- **RECORDS SHOWN**:
+---+

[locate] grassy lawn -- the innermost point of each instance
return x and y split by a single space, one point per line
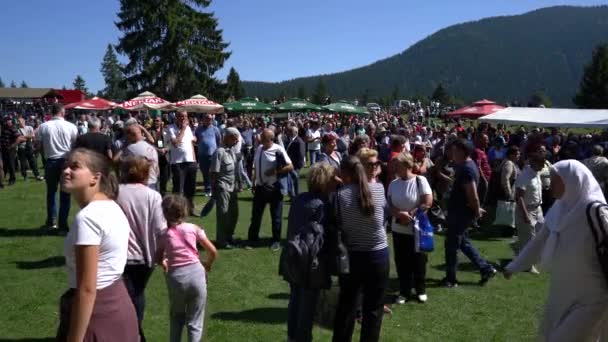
247 299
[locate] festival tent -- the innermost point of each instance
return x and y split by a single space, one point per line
298 105
550 117
476 110
345 108
145 100
199 104
96 103
247 105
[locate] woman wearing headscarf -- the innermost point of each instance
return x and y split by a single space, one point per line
577 307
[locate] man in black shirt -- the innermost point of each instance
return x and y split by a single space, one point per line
8 146
94 140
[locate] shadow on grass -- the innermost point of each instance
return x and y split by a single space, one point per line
22 232
491 233
260 315
282 296
56 261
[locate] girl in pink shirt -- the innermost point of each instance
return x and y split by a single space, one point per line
185 274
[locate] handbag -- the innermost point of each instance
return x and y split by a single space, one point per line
600 234
505 214
423 229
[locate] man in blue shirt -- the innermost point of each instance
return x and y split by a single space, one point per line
208 137
463 208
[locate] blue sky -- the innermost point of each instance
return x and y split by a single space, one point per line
47 43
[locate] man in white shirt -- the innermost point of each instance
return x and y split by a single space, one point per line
313 138
271 165
528 198
56 137
182 158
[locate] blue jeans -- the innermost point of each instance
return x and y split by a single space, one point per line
52 173
301 312
456 239
294 176
204 163
314 155
261 197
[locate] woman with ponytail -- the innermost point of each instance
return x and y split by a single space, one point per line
361 206
97 306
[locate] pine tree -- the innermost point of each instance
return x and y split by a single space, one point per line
173 47
234 87
593 91
80 84
320 94
540 98
113 76
440 95
302 93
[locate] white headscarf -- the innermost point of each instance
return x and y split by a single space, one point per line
569 210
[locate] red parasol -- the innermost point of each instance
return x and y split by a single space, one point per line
145 100
476 110
200 104
96 103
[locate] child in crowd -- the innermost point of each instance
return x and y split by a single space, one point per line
185 274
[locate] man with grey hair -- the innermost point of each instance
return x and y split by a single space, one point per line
271 165
598 164
94 139
224 191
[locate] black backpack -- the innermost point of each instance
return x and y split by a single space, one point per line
599 232
305 266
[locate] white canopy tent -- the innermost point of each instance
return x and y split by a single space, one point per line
550 117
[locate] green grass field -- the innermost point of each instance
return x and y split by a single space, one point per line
247 299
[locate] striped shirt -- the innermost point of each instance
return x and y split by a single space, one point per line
363 233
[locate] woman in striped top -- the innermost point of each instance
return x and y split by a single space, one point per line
361 208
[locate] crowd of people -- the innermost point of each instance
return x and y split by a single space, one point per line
368 179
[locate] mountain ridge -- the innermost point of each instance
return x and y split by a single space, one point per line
506 58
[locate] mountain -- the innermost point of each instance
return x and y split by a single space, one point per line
502 58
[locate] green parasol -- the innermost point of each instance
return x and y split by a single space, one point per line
247 105
298 105
346 108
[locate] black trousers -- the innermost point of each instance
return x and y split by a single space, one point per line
261 197
8 159
411 266
136 279
26 157
184 179
165 173
371 278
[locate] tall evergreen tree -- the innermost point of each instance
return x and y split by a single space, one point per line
173 47
540 98
234 87
440 95
80 84
593 90
320 94
302 93
113 76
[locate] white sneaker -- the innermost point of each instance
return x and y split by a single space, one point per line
533 270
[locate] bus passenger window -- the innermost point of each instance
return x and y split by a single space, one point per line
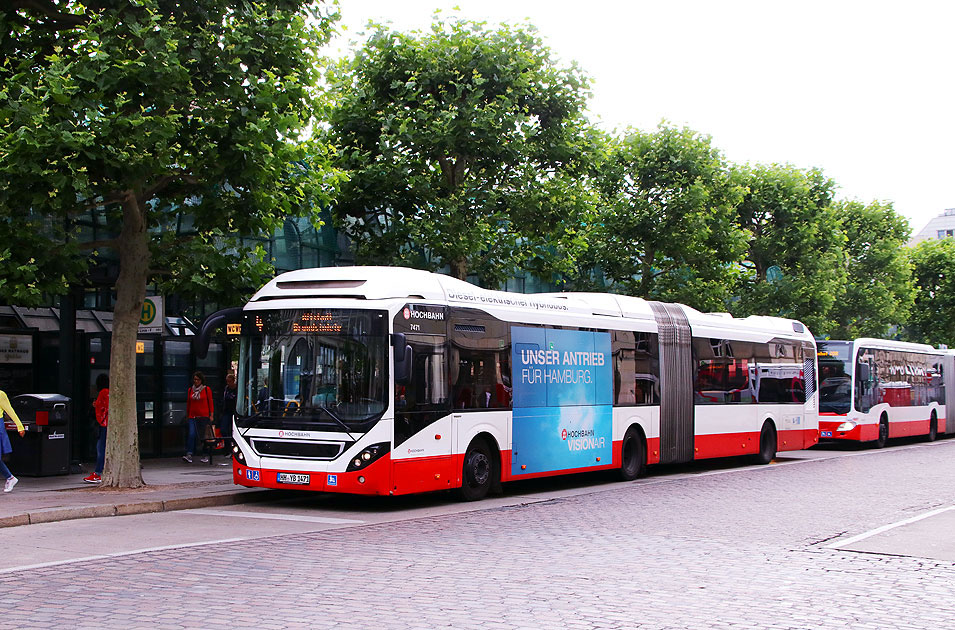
480 362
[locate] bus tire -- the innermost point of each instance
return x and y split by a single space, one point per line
883 438
477 474
767 444
633 455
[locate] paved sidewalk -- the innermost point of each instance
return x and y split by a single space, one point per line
171 484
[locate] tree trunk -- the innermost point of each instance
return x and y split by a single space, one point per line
122 441
646 275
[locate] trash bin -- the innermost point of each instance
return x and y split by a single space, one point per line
45 447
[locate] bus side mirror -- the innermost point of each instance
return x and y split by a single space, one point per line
403 359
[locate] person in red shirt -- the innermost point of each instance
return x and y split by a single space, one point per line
198 413
101 407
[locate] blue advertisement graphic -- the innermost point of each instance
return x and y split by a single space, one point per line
563 391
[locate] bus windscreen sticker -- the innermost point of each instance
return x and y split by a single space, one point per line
563 388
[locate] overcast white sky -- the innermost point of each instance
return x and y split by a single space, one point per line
862 90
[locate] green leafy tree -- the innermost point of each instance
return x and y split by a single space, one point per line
463 147
879 290
151 111
666 227
795 266
932 319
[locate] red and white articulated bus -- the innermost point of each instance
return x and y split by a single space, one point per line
875 389
389 381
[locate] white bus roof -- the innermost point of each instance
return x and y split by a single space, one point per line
887 344
385 283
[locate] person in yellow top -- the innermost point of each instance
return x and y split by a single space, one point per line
5 446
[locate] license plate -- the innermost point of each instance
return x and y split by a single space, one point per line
297 478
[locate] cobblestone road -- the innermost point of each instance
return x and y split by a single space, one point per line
738 550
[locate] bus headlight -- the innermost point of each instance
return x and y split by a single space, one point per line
368 455
237 453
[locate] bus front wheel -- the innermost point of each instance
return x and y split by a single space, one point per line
767 444
633 459
883 433
478 473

+---+

- **EXERCISE REQUIREMENTS**:
Pictures excluded, quote all the data above exactly.

- **CORRECT ANSWER**:
[locate] grassy lawn -- the innermost point of each instance
return x and y split by a single space, one point per line
247 299
[locate] festival tent -- the innermost point of each instance
return x and y split by a single space, one point per line
298 105
550 117
476 110
345 108
145 100
199 104
96 103
247 105
[locate] woman wearing headscarf -- the innermost point of each instance
return x and y split by a single space, one point per line
577 307
[locate] man in black shirt -- the innermost point of each instance
return x and y split by a single space, one point per line
8 146
94 140
[locate] shadow on grass -- the innermost point of each instance
return x and y split by a single space, one point per line
22 232
491 233
260 315
282 296
56 261
[locate] girl in pink shirt -- the innermost point of each instance
return x and y split by a single space, one point per line
185 274
[locate] handbag -- the innermost point of each instance
return x and y split by a single space, one point per line
600 234
505 214
423 229
[locate] man in blue shirt -- the innermost point of each instance
return x and y split by a single space, one point per line
208 137
463 208
[locate] blue sky -- the innermost point of each instance
return x and y split by a single space, one point per line
47 43
[locate] man in white shirt -- the innermost point of each instance
return x and y split by a single space, one point per line
313 138
271 165
528 198
56 137
182 158
[locate] blue jeans -- the innermost point of each instance
return x and y split by a single space, one point per line
52 173
301 312
456 239
294 176
204 163
314 155
261 197
[locate] woman with ponytail -- the innermost point of each instance
return x and y split by a single space, one point per line
361 206
97 306
[locate] pine tree -- the innermost point of each instance
return x and y split by a single space, one point per line
173 47
234 87
593 91
80 84
320 94
540 98
113 76
440 95
302 93
[locate] white headscarf -- the innermost point of each instance
return x and y split by a single space, one point per line
569 210
[locate] red parasol -- the innermost point of each instance
return x and y split by a single space, one point per line
145 100
476 110
200 104
96 103
[locate] child in crowd -- the innermost point of each instance
return x and y split by a single space, one point per line
185 274
[locate] man with grey hair -- the innermost point of each instance
return x and y split by a single space, one point per line
271 165
598 164
94 139
224 191
[locate] black backpack -- the innermost point of each instance
return x and y split by a single space, one point per line
599 232
305 266
[locate] white canopy tent -- the innermost point of each instance
return x and y split by a single space, one point per line
550 117
[locate] green grass field -- the innermost point of each instance
return x and y split by a single space, one point per line
247 299
[locate] striped shirt -- the innermost point of each instance
return x and y split by a single space, one point per line
363 233
[locate] woman in striped top -- the innermost point of each instance
return x and y split by a single space, one point per line
361 208
[locate] crowd of people -- the innermost point of each instance
return x and y split by a single space, one point per line
368 179
[locate] mountain ridge -- the innermost point of each instance
return x and y split by a single space, one point per line
506 58
[locate] mountain -- the innermost point of each instance
return x and y split by a single space, one point per line
502 58
[locate] green parasol -- the innermost point of each instance
return x and y split by a single space, one point per line
247 105
298 105
346 108
[locate] black trousers -- the innermost point of each instance
return x and y split by a single space, one point per line
261 197
8 159
411 266
136 279
26 157
184 179
165 173
371 278
[locate] tall evergreen tree -- the innermost point of each instance
return x and y split by a single space, one point per line
173 47
540 98
234 87
440 95
80 84
593 90
320 94
302 93
113 76
[locate] white sneaker -- the innermost point of each instance
return x and y split by a single space, one point per line
533 270
[locate] bus passenger window -- the innermost point of each instance
return x and y split by a single space, one point per line
480 362
[locate] bus tire -- the innermost point of each instance
return x and y split by a single space, one point per line
883 438
477 474
767 444
633 455
[locate] paved sidewalk -- the innermost point of each instance
return x and y split by a single space, one point per line
171 484
[locate] tree trunk -- the innermost point of each instance
return x and y split by a single space, one point per line
122 441
646 275
[locate] trash bin -- the innermost point of each instance
return x and y split by a single space, one point per line
45 447
[locate] bus side mirror -- the innermost point of each instance
return x and y split by a single space, one point per line
403 359
[locate] person in red shirt -- the innermost point of each instance
return x and y split by a single space, one point per line
198 413
101 407
[locate] blue advertisement graphic -- the innermost point of each instance
return x and y split by a single space, one point per line
563 391
[locate] bus windscreen sticker -- the innermost point of each instance
return x and y split by a single space, one point per line
563 388
[locate] overcast white sky -- the innermost point of each instance
return x and y split by a single space, one point per line
862 90
[locate] green leafy tree -- the innermost point of each instance
return x and y split by a single space, one point per line
463 147
879 290
151 111
666 227
795 266
932 319
[locate] red and white articulated bus -- the innermost point of each instance
return x and y split by a single space, one point per line
875 389
389 381
[locate] white bus roof -- the innermost point of each instance
return x and y split by a single space, one point per line
887 344
385 283
[locate] person in yellow top -- the innermost point of each instance
return x and y split by a single space, one point per line
5 446
[locate] license plate -- the innermost point of each instance
return x and y split by a single space, one point per line
297 478
[locate] cobblestone road -- the innermost point of each instance
return x and y split by a single space, one point per line
738 550
[locate] bus headlight -- the innermost point of each instance
return x and y split by a single space, one point per line
368 455
237 453
[locate] bus front wheel -- the innermost point of each instance
return x and y split by a single space, one point per line
767 444
633 459
883 433
478 473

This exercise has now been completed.